Object pointing dataset rows
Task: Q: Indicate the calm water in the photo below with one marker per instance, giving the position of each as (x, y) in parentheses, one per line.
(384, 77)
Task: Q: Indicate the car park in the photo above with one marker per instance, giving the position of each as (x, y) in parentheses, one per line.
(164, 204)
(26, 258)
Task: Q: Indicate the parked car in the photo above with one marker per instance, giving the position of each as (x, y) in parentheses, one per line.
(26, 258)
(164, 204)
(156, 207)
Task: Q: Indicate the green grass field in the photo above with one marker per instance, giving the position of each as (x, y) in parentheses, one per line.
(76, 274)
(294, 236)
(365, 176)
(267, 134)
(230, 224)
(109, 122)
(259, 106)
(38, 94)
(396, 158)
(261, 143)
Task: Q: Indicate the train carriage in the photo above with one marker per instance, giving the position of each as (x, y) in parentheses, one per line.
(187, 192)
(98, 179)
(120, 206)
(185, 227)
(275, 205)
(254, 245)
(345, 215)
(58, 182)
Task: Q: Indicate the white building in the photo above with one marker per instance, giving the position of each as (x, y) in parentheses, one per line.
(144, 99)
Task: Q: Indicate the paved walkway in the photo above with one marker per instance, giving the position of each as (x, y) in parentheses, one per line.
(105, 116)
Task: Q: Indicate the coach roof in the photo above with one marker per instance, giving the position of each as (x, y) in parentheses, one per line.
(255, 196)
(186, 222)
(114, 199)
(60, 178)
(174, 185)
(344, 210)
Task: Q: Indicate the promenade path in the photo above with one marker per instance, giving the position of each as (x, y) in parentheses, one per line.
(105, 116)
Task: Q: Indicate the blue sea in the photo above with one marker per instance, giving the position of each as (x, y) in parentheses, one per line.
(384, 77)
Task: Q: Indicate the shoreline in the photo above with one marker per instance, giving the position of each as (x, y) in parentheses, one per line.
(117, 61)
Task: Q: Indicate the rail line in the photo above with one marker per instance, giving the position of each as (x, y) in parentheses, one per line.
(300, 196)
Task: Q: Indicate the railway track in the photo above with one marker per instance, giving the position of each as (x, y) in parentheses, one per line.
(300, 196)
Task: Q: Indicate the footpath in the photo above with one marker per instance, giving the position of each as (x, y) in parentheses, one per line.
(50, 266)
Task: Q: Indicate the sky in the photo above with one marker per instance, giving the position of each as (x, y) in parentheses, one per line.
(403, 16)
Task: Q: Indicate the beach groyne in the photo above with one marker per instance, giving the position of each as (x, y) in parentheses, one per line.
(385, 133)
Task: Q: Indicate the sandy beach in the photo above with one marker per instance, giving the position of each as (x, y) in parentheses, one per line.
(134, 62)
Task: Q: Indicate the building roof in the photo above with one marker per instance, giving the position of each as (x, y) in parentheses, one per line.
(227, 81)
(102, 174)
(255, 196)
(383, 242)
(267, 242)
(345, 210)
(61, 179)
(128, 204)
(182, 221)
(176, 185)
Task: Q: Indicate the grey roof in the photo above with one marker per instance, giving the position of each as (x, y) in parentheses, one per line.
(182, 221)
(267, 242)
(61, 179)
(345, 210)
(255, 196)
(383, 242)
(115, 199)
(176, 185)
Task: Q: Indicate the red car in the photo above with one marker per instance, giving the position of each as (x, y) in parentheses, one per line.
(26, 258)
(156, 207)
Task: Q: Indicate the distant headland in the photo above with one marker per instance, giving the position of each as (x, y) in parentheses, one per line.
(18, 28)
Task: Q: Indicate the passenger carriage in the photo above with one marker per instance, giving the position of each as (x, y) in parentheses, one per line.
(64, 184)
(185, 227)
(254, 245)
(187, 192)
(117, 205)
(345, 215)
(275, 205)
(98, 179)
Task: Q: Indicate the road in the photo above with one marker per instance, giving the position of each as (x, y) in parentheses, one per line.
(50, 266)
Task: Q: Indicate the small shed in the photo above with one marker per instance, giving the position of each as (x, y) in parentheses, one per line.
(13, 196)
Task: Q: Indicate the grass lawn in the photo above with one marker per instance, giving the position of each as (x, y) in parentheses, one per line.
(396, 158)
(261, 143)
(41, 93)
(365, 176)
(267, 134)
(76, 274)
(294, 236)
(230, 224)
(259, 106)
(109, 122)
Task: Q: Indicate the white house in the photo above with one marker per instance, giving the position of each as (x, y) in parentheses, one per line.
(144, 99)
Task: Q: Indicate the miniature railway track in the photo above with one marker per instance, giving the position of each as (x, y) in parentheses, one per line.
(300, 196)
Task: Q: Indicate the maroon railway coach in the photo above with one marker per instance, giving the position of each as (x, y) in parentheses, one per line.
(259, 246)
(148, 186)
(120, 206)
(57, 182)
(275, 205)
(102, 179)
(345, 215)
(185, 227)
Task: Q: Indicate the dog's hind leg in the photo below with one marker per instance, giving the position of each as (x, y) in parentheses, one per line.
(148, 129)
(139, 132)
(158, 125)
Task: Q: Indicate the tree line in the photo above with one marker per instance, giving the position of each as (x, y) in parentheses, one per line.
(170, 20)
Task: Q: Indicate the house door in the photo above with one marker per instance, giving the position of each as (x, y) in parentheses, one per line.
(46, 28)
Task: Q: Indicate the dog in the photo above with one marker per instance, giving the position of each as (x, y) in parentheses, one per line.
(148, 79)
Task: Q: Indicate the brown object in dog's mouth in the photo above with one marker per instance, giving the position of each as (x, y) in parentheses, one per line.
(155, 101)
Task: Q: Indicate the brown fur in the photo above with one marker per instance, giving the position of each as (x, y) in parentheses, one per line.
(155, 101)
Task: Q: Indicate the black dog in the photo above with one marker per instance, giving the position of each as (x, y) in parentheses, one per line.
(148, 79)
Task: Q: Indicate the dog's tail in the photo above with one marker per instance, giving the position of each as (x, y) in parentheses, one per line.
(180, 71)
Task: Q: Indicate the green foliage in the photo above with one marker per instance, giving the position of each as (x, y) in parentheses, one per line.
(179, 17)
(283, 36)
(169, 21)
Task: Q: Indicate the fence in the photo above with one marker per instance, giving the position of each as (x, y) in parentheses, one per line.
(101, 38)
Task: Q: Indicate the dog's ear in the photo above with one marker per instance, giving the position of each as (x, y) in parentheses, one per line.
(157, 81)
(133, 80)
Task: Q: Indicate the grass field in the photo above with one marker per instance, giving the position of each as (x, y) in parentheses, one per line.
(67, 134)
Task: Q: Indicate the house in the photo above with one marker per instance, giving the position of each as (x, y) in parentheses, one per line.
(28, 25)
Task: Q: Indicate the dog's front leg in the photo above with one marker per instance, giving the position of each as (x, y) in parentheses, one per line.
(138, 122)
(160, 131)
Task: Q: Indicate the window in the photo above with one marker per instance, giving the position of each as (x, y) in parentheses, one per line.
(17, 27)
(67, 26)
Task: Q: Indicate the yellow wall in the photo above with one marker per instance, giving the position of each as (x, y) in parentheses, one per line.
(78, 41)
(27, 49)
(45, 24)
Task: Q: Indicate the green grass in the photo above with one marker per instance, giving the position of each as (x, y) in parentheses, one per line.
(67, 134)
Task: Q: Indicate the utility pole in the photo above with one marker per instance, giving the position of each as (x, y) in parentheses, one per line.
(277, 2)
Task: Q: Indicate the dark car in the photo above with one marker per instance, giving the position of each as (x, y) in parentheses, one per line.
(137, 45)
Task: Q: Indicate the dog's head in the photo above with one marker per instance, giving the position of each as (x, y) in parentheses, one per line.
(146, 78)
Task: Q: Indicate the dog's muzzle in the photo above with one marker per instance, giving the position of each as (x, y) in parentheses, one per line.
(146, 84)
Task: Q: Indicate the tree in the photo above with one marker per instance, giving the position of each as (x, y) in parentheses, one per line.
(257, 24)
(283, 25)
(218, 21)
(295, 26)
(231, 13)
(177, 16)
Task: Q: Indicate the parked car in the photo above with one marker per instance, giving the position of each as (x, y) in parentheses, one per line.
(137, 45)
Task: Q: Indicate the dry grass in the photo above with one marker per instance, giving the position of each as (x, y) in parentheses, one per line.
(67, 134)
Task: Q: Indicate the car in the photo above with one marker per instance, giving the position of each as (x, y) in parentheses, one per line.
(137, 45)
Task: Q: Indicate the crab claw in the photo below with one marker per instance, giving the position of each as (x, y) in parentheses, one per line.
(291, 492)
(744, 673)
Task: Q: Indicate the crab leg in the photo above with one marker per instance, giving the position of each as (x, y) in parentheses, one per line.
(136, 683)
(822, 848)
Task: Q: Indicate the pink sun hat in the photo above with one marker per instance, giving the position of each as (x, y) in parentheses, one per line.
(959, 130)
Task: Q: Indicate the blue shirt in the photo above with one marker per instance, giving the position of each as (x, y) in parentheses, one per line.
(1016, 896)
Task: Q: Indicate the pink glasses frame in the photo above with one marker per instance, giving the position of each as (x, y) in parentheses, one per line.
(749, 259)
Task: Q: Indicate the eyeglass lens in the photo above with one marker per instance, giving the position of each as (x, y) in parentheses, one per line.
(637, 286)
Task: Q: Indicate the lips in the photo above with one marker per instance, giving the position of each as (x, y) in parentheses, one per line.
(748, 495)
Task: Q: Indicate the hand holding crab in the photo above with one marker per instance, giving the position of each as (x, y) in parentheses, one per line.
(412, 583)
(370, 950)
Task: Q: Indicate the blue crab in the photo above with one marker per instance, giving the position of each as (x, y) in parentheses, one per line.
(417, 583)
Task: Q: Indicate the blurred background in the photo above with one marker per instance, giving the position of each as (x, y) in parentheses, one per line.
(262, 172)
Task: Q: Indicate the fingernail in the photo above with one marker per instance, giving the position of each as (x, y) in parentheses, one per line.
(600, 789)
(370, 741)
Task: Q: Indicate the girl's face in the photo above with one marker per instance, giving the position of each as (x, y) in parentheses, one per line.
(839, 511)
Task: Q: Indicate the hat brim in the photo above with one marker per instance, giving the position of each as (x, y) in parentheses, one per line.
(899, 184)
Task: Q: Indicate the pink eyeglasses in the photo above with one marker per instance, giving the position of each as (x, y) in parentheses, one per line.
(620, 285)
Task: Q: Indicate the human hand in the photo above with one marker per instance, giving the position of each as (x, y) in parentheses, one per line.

**STATED PROBLEM:**
Lay out as a JSON list of strings the lines of the records from the one containing "Task: Q: Indicate the blue crab" through the end, one string per line and leaving out any blank lines.

**RESPONSE FOR THIS EXERCISE:**
[
  "Task: Q: Indicate the blue crab in the photo above with one marker per instance, giving the position of each as (x, y) in parentheses, one per line.",
  "(417, 583)",
  "Task: Q: Indicate the blurred background in the photo above with one marker per instance, giving the position of each as (x, y) in parentheses, one per line.",
  "(262, 172)",
  "Task: Q: Indicate the fingernail in the photo above with one marker per instance, giving the position of each as (x, y) in parentheses, one per line.",
  "(600, 789)",
  "(370, 741)",
  "Task: Q: Indicate the girl's face in the photo above with one marker per instance, giving the position of each as (x, y) in parentheses, one per line.",
  "(839, 511)",
  "Task: Q: Indicate the hat brim in the photo above with one marker per instance, giving the position of each as (x, y) in parentheses, one per line.",
  "(899, 184)",
  "Task: Q: Indicate the pink eyeglasses in the photo above with one marker per instance, giving the position of each as (x, y) in parentheses, one per line.",
  "(620, 285)",
  "Task: Q: Indicate the human hand in the photo above with one marker per instance, giving the position of each as (x, y) in parentheses, one per line."
]